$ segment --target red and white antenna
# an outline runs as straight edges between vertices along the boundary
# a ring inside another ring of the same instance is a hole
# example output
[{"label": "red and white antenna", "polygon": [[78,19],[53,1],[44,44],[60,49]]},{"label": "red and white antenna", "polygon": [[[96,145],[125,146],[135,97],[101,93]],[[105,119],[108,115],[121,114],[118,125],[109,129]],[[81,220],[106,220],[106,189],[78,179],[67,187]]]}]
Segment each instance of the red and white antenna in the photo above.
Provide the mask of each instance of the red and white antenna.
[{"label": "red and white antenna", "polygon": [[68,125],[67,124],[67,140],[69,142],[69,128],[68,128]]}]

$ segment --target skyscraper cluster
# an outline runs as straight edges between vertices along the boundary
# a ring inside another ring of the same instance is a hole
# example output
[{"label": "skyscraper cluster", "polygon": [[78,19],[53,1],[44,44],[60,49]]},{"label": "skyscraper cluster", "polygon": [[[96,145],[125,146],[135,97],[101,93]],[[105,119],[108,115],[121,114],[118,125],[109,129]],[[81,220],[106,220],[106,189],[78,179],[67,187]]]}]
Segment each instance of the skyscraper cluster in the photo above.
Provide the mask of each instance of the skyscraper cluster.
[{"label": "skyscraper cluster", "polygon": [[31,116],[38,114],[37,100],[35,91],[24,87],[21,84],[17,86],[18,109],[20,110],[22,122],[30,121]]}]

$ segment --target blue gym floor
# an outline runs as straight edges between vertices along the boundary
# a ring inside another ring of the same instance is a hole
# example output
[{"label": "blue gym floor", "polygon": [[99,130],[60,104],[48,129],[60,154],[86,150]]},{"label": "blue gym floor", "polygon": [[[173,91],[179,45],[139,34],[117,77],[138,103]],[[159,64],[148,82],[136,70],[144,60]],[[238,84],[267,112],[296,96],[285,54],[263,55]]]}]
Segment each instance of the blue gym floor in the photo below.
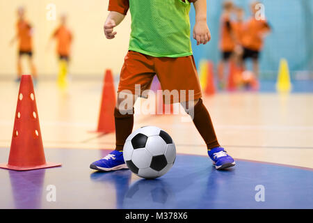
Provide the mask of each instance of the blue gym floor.
[{"label": "blue gym floor", "polygon": [[[236,160],[216,171],[207,157],[177,155],[172,169],[156,180],[129,170],[95,172],[89,164],[109,151],[46,149],[62,167],[17,172],[0,169],[0,208],[313,208],[313,169]],[[8,148],[0,148],[1,162]],[[46,197],[49,185],[56,201]],[[264,187],[257,202],[257,185]]]}]

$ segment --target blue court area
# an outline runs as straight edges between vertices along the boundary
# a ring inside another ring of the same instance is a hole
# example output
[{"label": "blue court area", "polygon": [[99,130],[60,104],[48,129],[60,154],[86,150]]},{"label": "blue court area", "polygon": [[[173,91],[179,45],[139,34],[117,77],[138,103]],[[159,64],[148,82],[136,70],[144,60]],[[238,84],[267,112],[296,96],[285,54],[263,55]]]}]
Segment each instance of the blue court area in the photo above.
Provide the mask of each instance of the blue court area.
[{"label": "blue court area", "polygon": [[[313,171],[237,160],[218,171],[207,157],[178,155],[156,180],[122,170],[94,172],[89,164],[109,151],[46,149],[62,167],[17,172],[0,169],[0,208],[313,208]],[[8,148],[0,149],[1,162]],[[56,201],[48,201],[51,186]],[[257,185],[264,188],[257,202]]]}]

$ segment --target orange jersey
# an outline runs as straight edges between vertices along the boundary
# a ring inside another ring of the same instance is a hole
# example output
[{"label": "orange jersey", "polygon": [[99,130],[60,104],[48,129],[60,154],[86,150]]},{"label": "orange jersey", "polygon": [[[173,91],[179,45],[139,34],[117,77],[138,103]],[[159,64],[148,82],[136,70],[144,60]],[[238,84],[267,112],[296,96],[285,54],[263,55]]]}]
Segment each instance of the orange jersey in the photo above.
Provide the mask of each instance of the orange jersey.
[{"label": "orange jersey", "polygon": [[62,56],[69,56],[72,43],[72,33],[64,26],[61,26],[54,33],[54,37],[56,39],[56,51]]},{"label": "orange jersey", "polygon": [[223,16],[220,26],[220,47],[223,52],[233,51],[235,47],[233,24],[227,16]]},{"label": "orange jersey", "polygon": [[268,31],[268,26],[266,20],[257,20],[251,18],[244,25],[243,36],[243,47],[259,51],[263,47],[264,34]]},{"label": "orange jersey", "polygon": [[243,43],[244,30],[243,22],[235,22],[233,23],[234,33],[236,43],[242,45]]},{"label": "orange jersey", "polygon": [[31,26],[24,20],[19,20],[17,24],[17,32],[19,51],[31,51],[33,49]]}]

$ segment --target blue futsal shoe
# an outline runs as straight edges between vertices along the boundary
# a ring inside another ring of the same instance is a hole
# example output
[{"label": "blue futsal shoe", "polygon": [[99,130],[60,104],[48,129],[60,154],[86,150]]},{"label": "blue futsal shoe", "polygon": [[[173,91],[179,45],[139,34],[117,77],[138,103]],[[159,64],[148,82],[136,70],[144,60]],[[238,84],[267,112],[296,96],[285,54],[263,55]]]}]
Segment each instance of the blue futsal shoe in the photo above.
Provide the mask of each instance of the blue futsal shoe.
[{"label": "blue futsal shoe", "polygon": [[213,160],[216,169],[224,169],[236,164],[234,159],[227,154],[224,148],[216,147],[208,151],[209,156]]},{"label": "blue futsal shoe", "polygon": [[128,169],[124,161],[122,151],[112,151],[103,159],[94,162],[90,164],[90,169],[100,171],[111,171],[122,169]]}]

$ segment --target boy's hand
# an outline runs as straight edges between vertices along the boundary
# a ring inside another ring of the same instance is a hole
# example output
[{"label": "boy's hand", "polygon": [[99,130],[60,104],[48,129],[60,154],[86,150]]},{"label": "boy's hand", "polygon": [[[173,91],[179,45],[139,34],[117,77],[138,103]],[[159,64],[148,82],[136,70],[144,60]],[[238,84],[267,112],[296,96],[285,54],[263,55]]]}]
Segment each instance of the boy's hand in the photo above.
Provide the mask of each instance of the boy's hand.
[{"label": "boy's hand", "polygon": [[197,45],[205,45],[211,40],[211,32],[206,21],[195,22],[193,38],[197,40]]},{"label": "boy's hand", "polygon": [[109,40],[115,38],[117,32],[113,32],[113,28],[116,26],[115,22],[113,20],[108,19],[104,24],[104,35]]}]

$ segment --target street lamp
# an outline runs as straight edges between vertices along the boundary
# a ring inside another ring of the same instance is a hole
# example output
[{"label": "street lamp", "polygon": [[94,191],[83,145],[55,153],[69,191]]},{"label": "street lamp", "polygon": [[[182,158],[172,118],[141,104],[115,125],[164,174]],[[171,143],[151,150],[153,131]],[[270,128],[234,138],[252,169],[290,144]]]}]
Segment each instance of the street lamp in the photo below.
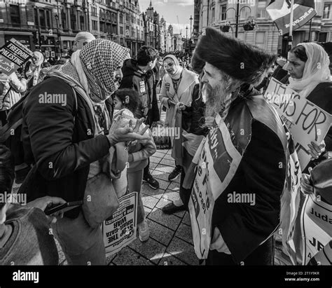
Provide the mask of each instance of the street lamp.
[{"label": "street lamp", "polygon": [[193,22],[193,15],[191,15],[191,18],[189,18],[189,20],[191,20],[191,35],[189,37],[189,45],[190,45],[189,53],[191,53],[191,27],[192,27],[192,22]]},{"label": "street lamp", "polygon": [[189,20],[191,20],[191,36],[190,36],[190,39],[191,39],[191,25],[192,25],[192,22],[193,22],[193,15],[191,15],[191,18],[189,18]]},{"label": "street lamp", "polygon": [[188,26],[186,27],[186,48],[188,49]]},{"label": "street lamp", "polygon": [[[249,8],[249,9],[250,11],[250,15],[251,15],[251,9],[249,6],[243,6],[243,7],[241,8],[241,9],[240,9],[240,1],[237,1],[236,10],[234,8],[229,8],[225,12],[226,15],[227,15],[227,11],[228,10],[233,9],[235,12],[235,38],[237,38],[237,34],[238,34],[240,13],[241,13],[241,11],[244,8]],[[229,22],[229,24],[228,24],[226,26],[223,26],[222,27],[222,31],[223,32],[228,32],[229,31],[230,27],[230,22]],[[246,23],[243,26],[243,27],[244,27],[245,31],[253,30],[254,28],[255,27],[255,22],[254,22],[254,20],[251,20],[251,21],[249,21],[247,23]]]},{"label": "street lamp", "polygon": [[55,13],[55,20],[57,20],[57,41],[59,42],[59,54],[61,57],[61,50],[62,50],[62,47],[61,45],[61,38],[60,38],[60,33],[59,31],[59,15]]}]

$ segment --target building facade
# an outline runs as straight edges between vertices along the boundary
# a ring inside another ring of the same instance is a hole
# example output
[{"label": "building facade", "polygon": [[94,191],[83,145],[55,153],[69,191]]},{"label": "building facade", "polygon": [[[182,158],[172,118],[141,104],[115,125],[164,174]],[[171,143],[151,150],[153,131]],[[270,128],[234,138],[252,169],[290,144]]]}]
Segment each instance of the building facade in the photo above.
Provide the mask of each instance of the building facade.
[{"label": "building facade", "polygon": [[[281,36],[270,18],[266,7],[268,0],[240,0],[237,15],[237,0],[195,0],[193,38],[197,41],[208,26],[223,29],[230,26],[230,35],[235,35],[236,17],[239,18],[237,38],[272,53],[285,54],[287,36]],[[332,3],[327,0],[316,2],[317,15],[310,22],[293,33],[293,45],[303,41],[328,42],[332,40]],[[243,25],[248,22],[255,23],[253,30],[245,31]],[[227,30],[227,29],[226,29]]]},{"label": "building facade", "polygon": [[138,0],[0,1],[0,46],[15,36],[46,56],[64,56],[81,31],[127,46],[132,55],[145,41]]}]

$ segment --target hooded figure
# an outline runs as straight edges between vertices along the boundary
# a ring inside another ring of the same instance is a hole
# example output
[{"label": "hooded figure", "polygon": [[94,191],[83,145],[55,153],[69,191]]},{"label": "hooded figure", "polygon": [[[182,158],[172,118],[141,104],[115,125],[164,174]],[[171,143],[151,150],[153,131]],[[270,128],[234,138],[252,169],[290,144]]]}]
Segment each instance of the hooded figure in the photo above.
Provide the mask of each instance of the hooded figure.
[{"label": "hooded figure", "polygon": [[28,80],[28,88],[36,86],[39,82],[39,72],[44,62],[44,55],[39,51],[34,51],[32,61],[28,62],[25,67],[25,76]]},{"label": "hooded figure", "polygon": [[193,67],[205,63],[205,116],[215,118],[183,186],[192,188],[195,253],[208,265],[273,263],[289,150],[279,116],[253,86],[274,59],[209,27],[193,56]]},{"label": "hooded figure", "polygon": [[[33,167],[22,192],[28,201],[46,195],[85,200],[83,208],[67,212],[53,226],[69,264],[105,263],[100,225],[92,225],[83,210],[88,201],[85,191],[95,183],[95,193],[121,193],[114,191],[112,179],[120,179],[127,153],[117,145],[148,139],[130,128],[109,132],[110,96],[127,55],[127,48],[111,41],[92,41],[73,53],[70,62],[43,69],[44,80],[25,99],[22,138],[26,162]],[[90,198],[93,204],[95,198]]]}]

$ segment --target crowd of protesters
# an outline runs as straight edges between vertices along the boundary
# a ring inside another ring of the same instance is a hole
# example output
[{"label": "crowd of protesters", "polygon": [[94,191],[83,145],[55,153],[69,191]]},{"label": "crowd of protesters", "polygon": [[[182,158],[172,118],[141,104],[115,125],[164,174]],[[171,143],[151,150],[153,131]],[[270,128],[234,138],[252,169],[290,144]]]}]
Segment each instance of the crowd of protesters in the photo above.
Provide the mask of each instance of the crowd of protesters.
----
● **CHALLENGE**
Express everything in the data from the line containing "--target street lamp" down to the line containing "Provide the mask of each instance of the street" as a JSON list of strings, one string per line, with both of those lines included and blank lines left out. Leave the pictures out of the list.

● **WRITTEN RESPONSE**
[
  "$ segment --target street lamp",
  "# an outline runs as straight edges between vertices along the boundary",
  "# a ring inside another ring of the same instance is a hole",
  "# example output",
  "[{\"label\": \"street lamp\", \"polygon\": [[94,191],[83,145],[55,153],[69,191]]},{\"label\": \"street lamp\", \"polygon\": [[[182,158],[172,118],[141,104],[115,125],[164,174]],[[171,143],[151,150],[153,131]],[[270,128],[234,138],[252,169],[290,144]]]}]",
  "Segment each instance of the street lamp in the photo below.",
  "Provide the mask of each instance of the street lamp."
]